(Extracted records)
- - - - -
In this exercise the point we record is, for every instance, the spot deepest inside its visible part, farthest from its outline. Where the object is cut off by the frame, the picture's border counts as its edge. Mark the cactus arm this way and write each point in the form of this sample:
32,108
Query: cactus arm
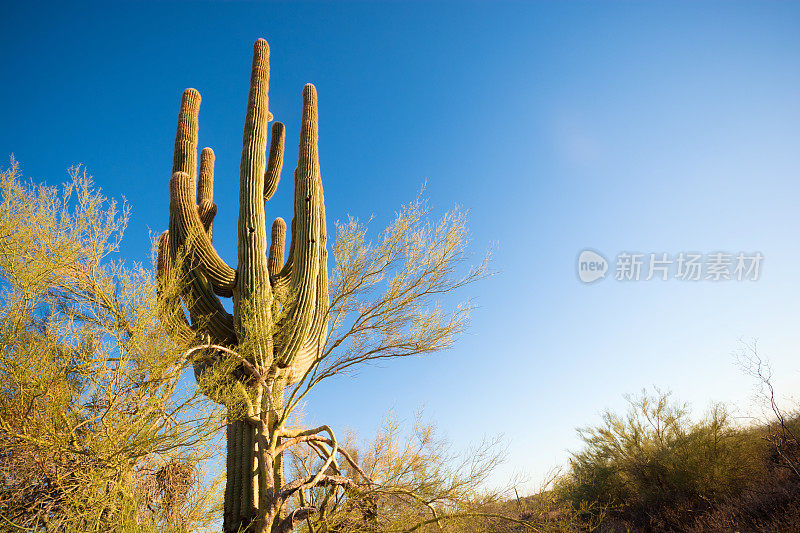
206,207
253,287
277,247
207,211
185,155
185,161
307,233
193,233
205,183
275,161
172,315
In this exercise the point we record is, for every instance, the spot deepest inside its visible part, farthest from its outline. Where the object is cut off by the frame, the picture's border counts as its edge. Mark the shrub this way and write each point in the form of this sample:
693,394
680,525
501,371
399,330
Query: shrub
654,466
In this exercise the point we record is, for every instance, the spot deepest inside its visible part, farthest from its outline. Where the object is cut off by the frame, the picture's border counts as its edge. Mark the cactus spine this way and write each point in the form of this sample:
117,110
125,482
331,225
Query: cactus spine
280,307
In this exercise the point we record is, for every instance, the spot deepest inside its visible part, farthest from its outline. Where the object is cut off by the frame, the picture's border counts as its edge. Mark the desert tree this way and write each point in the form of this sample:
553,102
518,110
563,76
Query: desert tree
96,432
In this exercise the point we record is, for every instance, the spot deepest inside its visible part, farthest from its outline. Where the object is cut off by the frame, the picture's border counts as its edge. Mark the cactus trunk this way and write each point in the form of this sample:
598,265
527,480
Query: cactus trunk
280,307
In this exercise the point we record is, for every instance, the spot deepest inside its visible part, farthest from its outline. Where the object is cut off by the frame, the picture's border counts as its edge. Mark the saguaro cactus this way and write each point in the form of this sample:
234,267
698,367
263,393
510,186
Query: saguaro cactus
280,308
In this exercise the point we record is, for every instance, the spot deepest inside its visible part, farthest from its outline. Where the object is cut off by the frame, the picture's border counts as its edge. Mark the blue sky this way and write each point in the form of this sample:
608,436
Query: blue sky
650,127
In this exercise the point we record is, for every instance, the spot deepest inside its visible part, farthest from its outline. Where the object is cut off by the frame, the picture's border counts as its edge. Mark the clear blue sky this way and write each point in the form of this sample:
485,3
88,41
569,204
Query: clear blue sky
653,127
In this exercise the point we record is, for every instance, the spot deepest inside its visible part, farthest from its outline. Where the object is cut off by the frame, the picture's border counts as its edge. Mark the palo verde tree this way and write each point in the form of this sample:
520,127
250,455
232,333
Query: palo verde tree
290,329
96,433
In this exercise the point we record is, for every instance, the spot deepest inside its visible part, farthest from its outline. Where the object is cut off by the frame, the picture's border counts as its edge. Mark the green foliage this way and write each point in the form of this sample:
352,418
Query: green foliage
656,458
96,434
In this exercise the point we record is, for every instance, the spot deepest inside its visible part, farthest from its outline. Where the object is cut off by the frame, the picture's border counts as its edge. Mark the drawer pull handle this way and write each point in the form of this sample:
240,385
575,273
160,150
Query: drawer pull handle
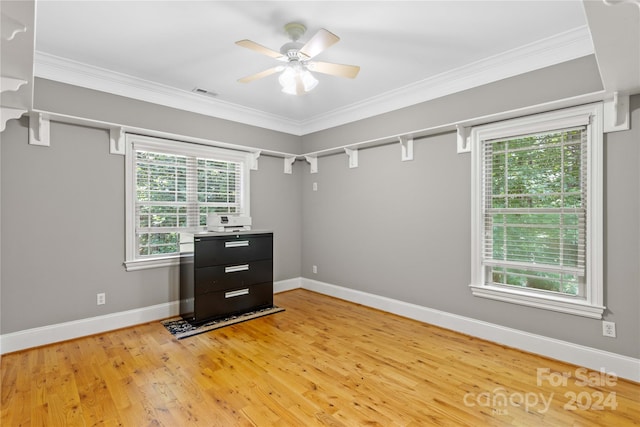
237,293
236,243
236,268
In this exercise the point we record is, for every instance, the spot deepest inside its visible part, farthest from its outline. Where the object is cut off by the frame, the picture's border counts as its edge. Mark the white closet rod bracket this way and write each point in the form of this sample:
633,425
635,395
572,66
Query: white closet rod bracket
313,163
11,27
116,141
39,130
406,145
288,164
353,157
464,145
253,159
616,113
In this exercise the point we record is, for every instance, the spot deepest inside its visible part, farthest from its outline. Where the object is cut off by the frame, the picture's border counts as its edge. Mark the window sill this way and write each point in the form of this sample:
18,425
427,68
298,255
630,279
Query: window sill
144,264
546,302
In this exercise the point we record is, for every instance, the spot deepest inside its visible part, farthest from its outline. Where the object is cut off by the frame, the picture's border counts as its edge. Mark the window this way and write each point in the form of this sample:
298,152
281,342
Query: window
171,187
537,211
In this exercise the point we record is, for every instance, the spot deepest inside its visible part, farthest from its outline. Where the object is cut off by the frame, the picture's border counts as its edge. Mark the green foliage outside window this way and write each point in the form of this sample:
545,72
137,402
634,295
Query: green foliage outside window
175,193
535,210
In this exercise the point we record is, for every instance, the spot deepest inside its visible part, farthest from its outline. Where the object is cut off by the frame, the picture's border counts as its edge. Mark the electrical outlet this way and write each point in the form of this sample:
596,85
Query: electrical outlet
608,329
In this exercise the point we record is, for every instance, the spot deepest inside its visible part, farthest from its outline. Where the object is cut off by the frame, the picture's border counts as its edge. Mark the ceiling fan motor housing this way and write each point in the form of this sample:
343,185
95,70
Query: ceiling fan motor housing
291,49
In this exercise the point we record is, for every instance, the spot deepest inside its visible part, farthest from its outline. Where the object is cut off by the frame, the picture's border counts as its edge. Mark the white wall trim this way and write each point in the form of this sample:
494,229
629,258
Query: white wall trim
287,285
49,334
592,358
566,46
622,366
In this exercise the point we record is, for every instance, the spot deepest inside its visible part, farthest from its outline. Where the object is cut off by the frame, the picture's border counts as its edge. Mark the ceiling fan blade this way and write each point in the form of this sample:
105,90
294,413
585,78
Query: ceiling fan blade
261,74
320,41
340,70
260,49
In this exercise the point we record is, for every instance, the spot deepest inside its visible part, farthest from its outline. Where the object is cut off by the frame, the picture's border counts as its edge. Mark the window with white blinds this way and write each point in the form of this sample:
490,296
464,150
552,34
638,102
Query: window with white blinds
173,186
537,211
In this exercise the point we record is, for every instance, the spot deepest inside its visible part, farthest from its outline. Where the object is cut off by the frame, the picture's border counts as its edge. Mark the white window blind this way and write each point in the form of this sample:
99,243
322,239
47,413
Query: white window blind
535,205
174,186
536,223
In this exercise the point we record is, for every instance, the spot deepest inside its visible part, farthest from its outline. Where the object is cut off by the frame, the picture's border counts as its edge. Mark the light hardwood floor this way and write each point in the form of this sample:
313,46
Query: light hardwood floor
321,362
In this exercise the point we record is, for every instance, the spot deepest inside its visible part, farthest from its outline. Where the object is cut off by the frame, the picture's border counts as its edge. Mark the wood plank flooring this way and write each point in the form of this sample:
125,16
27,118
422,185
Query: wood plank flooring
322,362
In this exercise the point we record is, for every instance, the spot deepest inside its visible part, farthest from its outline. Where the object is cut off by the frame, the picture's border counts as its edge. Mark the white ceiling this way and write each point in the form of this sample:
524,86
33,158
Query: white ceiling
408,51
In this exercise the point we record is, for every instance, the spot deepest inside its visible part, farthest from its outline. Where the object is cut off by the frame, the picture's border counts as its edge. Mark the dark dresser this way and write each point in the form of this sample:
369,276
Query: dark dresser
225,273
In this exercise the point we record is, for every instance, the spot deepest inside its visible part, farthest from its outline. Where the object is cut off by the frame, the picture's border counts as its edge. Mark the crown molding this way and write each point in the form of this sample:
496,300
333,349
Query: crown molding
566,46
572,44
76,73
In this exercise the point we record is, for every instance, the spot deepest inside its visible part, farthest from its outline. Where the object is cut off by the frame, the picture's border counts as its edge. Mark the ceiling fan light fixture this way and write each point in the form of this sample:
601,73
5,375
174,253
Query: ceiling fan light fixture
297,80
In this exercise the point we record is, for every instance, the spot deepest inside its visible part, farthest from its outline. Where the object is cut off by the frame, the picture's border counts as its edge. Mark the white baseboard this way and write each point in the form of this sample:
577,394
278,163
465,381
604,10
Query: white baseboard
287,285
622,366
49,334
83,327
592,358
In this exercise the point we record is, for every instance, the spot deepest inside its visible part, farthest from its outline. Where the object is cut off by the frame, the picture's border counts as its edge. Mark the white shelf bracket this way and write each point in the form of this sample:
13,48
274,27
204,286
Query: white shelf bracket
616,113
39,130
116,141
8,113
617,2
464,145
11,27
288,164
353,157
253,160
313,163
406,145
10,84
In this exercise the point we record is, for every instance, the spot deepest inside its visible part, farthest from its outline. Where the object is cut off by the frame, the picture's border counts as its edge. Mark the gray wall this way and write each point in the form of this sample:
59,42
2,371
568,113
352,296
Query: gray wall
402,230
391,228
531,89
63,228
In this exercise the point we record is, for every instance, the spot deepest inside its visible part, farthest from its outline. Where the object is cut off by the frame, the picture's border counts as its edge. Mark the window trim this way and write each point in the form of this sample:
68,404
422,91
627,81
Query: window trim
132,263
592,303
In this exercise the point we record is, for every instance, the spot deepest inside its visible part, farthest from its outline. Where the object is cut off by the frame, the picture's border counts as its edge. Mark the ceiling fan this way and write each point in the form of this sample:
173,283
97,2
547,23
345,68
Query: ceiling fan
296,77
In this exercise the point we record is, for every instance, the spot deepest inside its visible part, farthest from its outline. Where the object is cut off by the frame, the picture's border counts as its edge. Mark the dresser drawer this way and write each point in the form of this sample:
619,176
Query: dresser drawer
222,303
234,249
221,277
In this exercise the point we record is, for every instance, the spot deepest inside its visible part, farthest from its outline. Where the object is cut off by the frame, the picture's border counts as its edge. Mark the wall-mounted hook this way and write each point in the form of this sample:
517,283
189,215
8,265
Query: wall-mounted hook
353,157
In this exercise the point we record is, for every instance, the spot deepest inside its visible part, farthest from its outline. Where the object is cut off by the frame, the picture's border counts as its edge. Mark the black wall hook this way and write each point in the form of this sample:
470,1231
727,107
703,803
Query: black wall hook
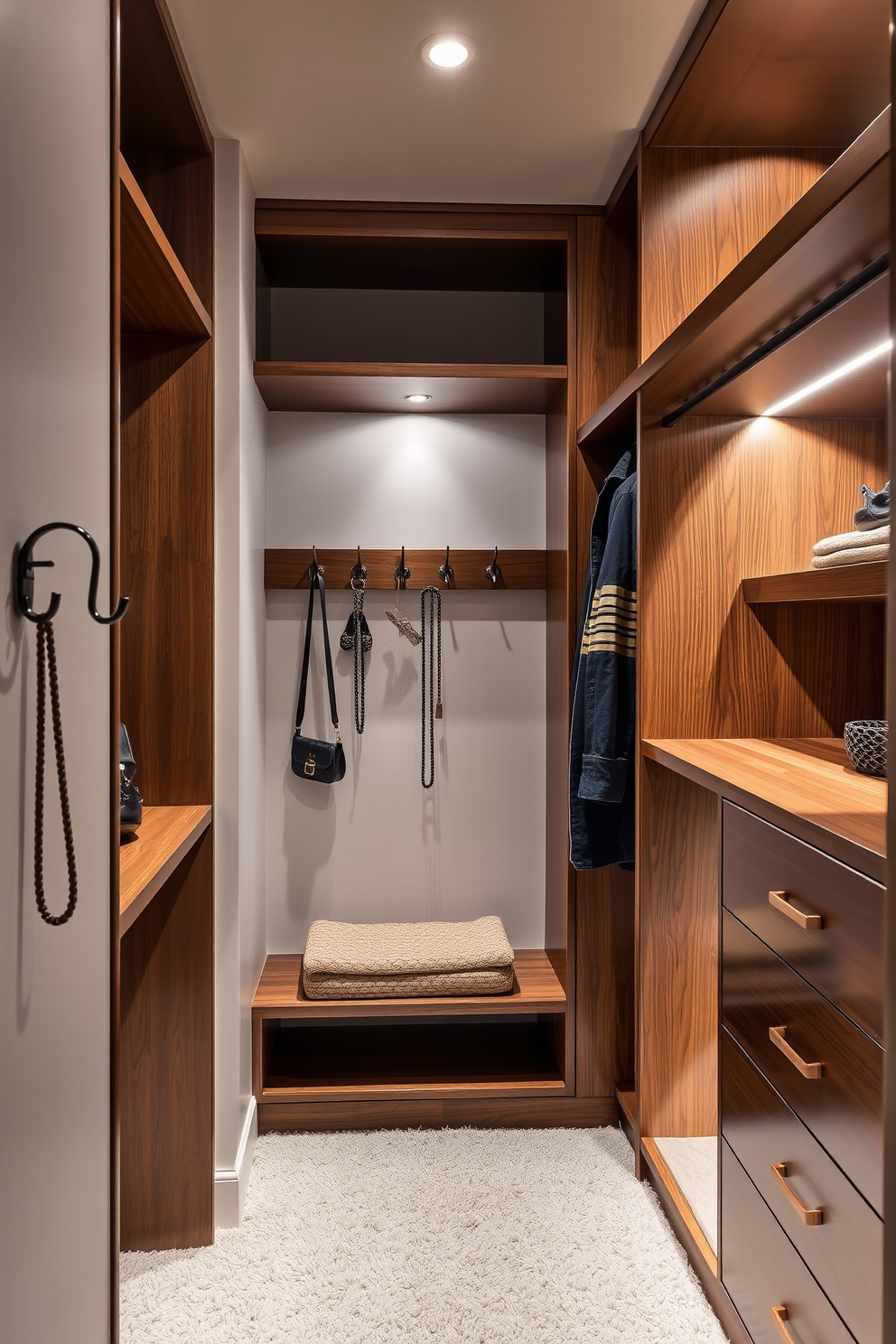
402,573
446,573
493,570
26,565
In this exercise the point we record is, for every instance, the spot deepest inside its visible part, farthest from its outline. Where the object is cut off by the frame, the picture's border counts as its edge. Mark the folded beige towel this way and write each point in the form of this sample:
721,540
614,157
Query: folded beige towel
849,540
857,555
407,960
- - - - -
▶ **Exercise requirements**: Of all the entries above, output exactly the lines between the one holding "Query: saguaro cactus" and the one holding "Mark the blue", inclusive.

▶ **Reply**:
Query: saguaro cactus
280,308
In this exercise the point we record is, for every instance, the spot deepest inside its visible part, farthest from its outline. Where the object is cut off by the frame, the picture's border counts as its edge. Mark the blue sky this way and write each point in the form of this sample:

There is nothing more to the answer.